# If f(-2)=1 and f'(-2)=5, what is the approximate value of f(-2.01)?

Dec 29, 2016

$f \left(- 2.01\right) \approx 1.05$

#### Explanation:

Assuming that $f \left(x\right)$ is differentiable in the neighborhood of $x = 2$, from the Second Fundamental Theorem of Calculus,

$f \left(- 2.01\right) = f \left(- 2\right) + {\int}_{- 2}^{- 2.01} f ' \left(x\right) \text{d} x$

Using a right rectangle approximation, assume that $f ' \left(x\right) \approx f ' \left(- 2\right)$ for all $- 2.01 \le x \le - 2$

The above equation then becomes

$f \left(- 2.01\right) \approx f \left(- 2\right) + {\int}_{- 2}^{- 2.01} f ' \left(- 2\right) \text{d} x$

$= f \left(- 2\right) + \left[- 2 - \left(- 2.01\right)\right] f ' \left(- 2\right)$

$= f \left(- 2\right) + \left[- 2 - \left(- 2.01\right)\right] \left(5\right)$

$= f \left(- 2\right) + \left(0.01\right) \left(5\right)$

$= f \left(- 2\right) + 0.05$

$= 1 + 0.05$

$= 1.05$

Dec 30, 2016

$0.95$

#### Explanation:

$f \left(x + h\right) \approx f \left(x\right) + h f ' \left(x\right)$
Let $h = - 0.01$, $x = - 2$, $f \left(x\right) = 1$, $f ' \left(x\right) = 5$

$f \left(- 2 - 0.01\right) \approx \left(1\right) + \left(- 0.01\right) \times \left(5\right)$
$f \left(- 2.01\right) \approx 0.95$

- [Information supplied]:
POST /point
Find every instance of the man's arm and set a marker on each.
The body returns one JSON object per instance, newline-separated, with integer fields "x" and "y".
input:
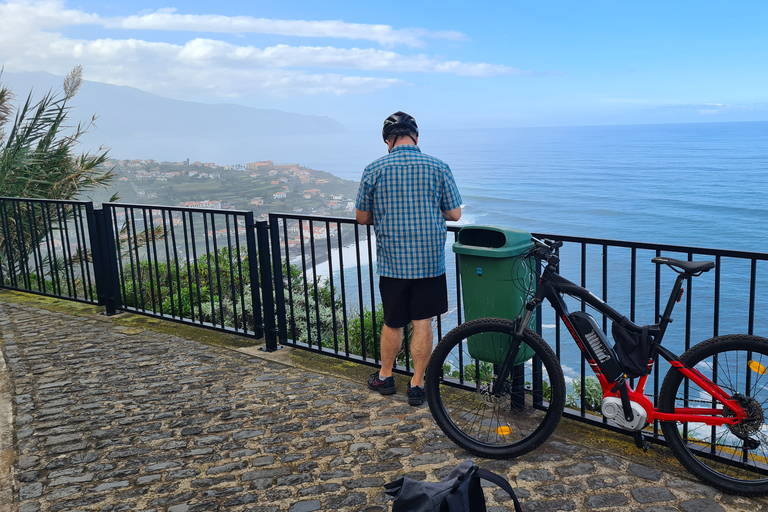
{"x": 365, "y": 217}
{"x": 454, "y": 214}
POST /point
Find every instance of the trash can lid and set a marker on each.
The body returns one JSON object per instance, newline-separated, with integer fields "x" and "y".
{"x": 492, "y": 241}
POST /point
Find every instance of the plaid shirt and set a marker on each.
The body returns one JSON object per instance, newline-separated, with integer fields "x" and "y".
{"x": 407, "y": 191}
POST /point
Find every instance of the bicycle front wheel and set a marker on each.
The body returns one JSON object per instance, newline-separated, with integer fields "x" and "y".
{"x": 733, "y": 458}
{"x": 488, "y": 420}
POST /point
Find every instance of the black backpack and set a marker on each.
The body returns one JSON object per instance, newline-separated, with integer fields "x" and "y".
{"x": 460, "y": 491}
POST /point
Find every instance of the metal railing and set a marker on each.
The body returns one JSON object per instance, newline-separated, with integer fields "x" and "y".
{"x": 309, "y": 281}
{"x": 331, "y": 258}
{"x": 45, "y": 248}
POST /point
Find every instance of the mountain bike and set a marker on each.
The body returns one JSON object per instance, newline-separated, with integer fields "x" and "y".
{"x": 496, "y": 388}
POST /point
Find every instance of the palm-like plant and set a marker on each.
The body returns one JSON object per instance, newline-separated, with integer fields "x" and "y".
{"x": 37, "y": 157}
{"x": 38, "y": 160}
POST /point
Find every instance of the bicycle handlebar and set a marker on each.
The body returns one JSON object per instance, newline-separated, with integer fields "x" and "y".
{"x": 544, "y": 249}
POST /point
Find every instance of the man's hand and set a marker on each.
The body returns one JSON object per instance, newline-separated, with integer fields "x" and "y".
{"x": 364, "y": 218}
{"x": 454, "y": 214}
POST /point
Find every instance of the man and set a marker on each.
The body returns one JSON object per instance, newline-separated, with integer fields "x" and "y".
{"x": 408, "y": 196}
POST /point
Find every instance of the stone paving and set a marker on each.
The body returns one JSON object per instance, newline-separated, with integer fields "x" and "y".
{"x": 112, "y": 418}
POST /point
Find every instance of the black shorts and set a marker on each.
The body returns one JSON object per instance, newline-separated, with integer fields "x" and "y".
{"x": 412, "y": 299}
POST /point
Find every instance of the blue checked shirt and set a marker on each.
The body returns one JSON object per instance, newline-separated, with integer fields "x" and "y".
{"x": 407, "y": 191}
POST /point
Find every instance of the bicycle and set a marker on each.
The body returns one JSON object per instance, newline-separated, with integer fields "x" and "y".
{"x": 711, "y": 405}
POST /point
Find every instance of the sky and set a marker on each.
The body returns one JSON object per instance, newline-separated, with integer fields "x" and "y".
{"x": 451, "y": 64}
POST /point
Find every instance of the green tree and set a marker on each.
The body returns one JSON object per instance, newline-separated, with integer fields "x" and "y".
{"x": 38, "y": 153}
{"x": 38, "y": 160}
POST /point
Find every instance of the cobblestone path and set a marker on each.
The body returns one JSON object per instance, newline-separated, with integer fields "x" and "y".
{"x": 110, "y": 418}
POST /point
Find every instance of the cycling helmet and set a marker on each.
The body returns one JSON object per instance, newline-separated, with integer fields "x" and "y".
{"x": 399, "y": 123}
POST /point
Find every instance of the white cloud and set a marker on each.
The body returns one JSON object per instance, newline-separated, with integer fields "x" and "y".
{"x": 168, "y": 19}
{"x": 32, "y": 38}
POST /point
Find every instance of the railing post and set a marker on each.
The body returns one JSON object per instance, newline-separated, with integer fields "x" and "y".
{"x": 277, "y": 272}
{"x": 102, "y": 241}
{"x": 253, "y": 272}
{"x": 261, "y": 274}
{"x": 267, "y": 290}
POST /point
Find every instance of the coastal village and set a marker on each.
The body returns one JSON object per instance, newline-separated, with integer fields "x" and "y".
{"x": 261, "y": 186}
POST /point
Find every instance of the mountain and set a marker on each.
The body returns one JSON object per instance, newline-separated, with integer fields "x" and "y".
{"x": 137, "y": 124}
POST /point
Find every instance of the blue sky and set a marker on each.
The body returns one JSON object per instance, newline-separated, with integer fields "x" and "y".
{"x": 450, "y": 64}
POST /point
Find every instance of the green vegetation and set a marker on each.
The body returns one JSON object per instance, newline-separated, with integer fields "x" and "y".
{"x": 38, "y": 160}
{"x": 37, "y": 156}
{"x": 593, "y": 394}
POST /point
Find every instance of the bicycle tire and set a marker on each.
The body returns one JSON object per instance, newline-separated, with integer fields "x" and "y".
{"x": 720, "y": 456}
{"x": 457, "y": 389}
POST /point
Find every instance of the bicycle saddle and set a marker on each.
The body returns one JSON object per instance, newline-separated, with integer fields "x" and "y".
{"x": 689, "y": 267}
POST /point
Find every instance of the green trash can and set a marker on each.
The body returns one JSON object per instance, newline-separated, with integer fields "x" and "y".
{"x": 493, "y": 280}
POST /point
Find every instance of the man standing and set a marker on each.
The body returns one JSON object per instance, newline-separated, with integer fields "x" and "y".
{"x": 408, "y": 196}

- [What you should do]: In the calculus thread, what value does the answer dated Dec 30, 2016 use for h?

- [Exercise result]: h = −0.01